▶ [Extrait à lire]:
+++++
A Dominique
« Bon Dieu. La voilà terminée cette pauvre petite messe. Est-ce bien de la musique sacrée que je viens de faire ou de la sacrée musique ? J’étais né pour l’opera buffa, tu le sais bien ! Peu de science, un peu de cœur, tout est là. Sois donc béni et accorde moi le Paradis. ».
Voilà ce qu’écrit en dédicace de cette messe le compositeur, qui reprend « du service » à soixante et onze ans, après trente quatre ans d’arrêt dans son travail de composition. Il écrit cette oeuvre à l’intention du Comte Pillet-Will, qui la fait donner en 1864 dans la chapelle privée de son hôtel particulier à Paris.
Oeuvre intimiste, conçue à l’origine pour deux pianos, un harmonium (ou un accordéon !), quatre solistes et un choeur resserré (1), c’est un petit bijou d’harmonie et de ferveur réunies. C’est également une musique de transition entre la musique ancienne d’une part (nous pensons au Stabat mater de Pergolèse), célébrée ici par la forme classique de l’oeuvre, les voix a cappella et les alternances entre choeur et solistes, et de l’autre une tendance très moderne au dépouillement dans l’oeuvre religieuse que nous retrouverons par exemple à mon avis chez Gabriel Fauré par exemple.
+++++
▶ [Consigne A]: D'après l'extrait à lire, pour qui le compositeur a-t-il écrit cette messe ?
+++++
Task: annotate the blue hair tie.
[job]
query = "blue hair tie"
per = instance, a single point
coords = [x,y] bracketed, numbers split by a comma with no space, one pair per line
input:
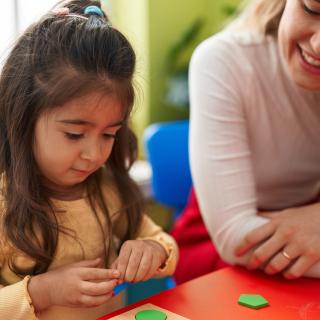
+++++
▶ [Consigne B]: Recopiez mot pour mot toutes les lignes de la fiche ci-dessus, sans reprendre l'image.

▶ [Réponse attendue A]: Il l'a écrite pour le Comte Pillet-Will.

▶ [Réponse attendue B]:
Task: annotate the blue hair tie.
[job]
query = "blue hair tie"
per = instance, a single point
coords = [x,y] bracketed, numbers split by a comma with no space, one pair per line
input:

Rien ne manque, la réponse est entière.